======== TASK MATERIAL

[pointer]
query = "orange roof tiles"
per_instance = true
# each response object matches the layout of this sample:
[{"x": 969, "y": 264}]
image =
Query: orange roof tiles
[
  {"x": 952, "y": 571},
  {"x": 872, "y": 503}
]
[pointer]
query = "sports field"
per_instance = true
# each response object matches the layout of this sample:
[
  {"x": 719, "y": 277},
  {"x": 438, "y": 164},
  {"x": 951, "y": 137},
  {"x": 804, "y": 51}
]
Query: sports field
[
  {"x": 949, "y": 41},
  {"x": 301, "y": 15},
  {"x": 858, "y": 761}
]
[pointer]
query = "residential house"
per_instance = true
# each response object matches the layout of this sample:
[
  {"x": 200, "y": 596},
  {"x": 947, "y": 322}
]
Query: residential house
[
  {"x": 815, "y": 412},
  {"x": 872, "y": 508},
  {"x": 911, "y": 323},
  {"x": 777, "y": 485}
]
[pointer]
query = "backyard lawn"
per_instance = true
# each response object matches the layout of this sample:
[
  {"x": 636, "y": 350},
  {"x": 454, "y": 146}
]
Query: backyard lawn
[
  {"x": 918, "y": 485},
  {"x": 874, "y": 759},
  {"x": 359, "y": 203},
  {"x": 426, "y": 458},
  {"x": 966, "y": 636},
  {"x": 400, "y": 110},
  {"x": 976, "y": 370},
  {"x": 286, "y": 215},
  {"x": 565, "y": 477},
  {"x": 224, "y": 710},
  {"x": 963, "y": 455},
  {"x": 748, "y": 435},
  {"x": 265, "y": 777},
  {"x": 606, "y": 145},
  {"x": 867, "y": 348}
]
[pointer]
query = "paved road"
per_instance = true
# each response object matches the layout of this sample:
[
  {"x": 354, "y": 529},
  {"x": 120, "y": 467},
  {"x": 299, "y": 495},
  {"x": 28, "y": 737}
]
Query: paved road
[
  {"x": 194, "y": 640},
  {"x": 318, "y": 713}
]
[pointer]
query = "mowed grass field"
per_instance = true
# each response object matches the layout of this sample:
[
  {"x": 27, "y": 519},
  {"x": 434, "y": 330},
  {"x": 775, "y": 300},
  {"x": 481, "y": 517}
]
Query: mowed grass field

================

Gather every line of the records above that contains the string "field", and copy each one in full.

* [RESULT BELOW]
query = "sports field"
Query: sports field
query = "mowed grass field"
Query: mowed grass field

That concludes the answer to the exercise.